# [Written instruction]
From the Iceberg connection page below, pull out word for word the part that opens with "Iceberg catalog configuration" and closes with "configuring Iceberg catalog.".

# [Supplied passage]

Skip to content

Iceberg Connection

Bases: DBConnection

Iceberg connection. support hooks

See also

Before using this connector please take into account Iceberg prerequisites

Added in 0.14.0

Parameters:

  • catalog_name (str) –

    Catalog name. Arbitrary string used by Spark to identify catalog and tables (mycatalog.myschema.mytable).

  • catalog (IcebergCatalog) –

    Iceberg catalog configuration

  • warehouse (IcebergWarehouse, default: None ) –

    Iceberg warehouse configuration

  • extra (dict | None, default: None ) –

    A dictionary of additional properties to be used when configuring Iceberg catalog.

# [Listed records]
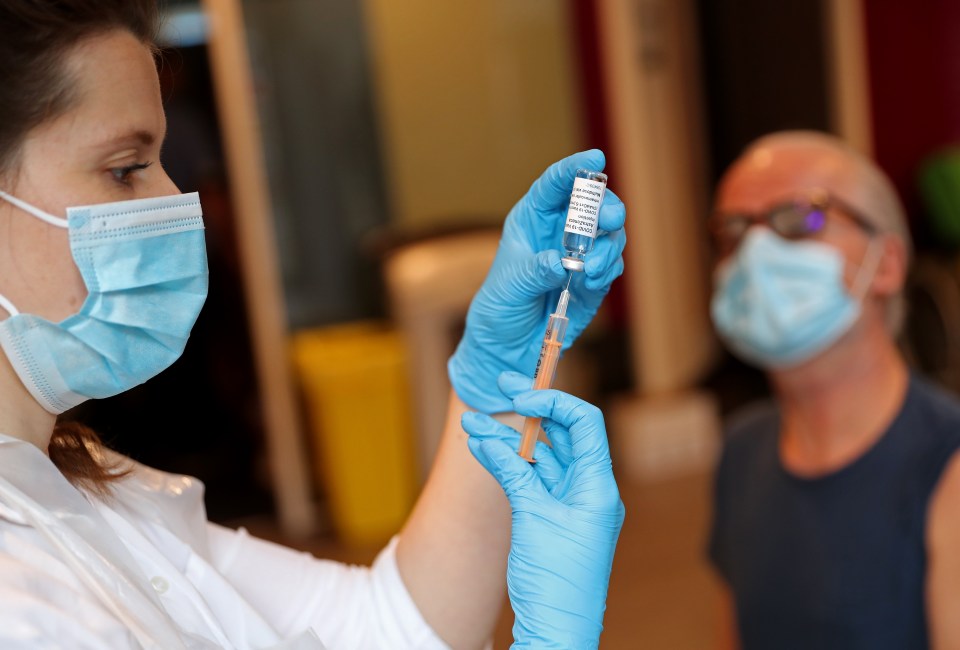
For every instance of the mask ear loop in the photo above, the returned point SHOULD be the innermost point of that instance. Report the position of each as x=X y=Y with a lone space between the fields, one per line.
x=59 y=222
x=870 y=264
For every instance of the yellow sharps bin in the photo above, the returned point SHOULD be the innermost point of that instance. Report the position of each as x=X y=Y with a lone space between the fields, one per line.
x=355 y=389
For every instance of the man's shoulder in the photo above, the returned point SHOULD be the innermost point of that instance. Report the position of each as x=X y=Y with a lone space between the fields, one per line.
x=748 y=430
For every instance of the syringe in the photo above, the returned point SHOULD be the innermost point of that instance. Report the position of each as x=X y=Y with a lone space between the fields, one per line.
x=546 y=369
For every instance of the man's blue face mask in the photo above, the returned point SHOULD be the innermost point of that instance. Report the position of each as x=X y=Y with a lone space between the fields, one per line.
x=778 y=303
x=144 y=264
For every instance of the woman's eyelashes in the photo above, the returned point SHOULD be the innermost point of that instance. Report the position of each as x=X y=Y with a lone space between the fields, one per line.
x=125 y=174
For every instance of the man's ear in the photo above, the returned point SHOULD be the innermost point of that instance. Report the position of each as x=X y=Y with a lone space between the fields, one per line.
x=891 y=271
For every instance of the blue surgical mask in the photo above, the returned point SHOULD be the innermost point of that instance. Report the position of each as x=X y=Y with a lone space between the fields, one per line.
x=144 y=264
x=778 y=303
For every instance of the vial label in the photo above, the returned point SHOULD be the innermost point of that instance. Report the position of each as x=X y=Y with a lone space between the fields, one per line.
x=584 y=208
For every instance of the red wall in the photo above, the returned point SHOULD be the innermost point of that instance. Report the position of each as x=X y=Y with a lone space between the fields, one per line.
x=914 y=61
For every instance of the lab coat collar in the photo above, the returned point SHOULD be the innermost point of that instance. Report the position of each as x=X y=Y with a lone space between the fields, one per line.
x=34 y=491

# [Reply to the task]
Iceberg catalog configuration

  • warehouse (IcebergWarehouse, default: None ) –

    Iceberg warehouse configuration

  • extra (dict | None, default: None ) –

    A dictionary of additional properties to be used when configuring Iceberg catalog.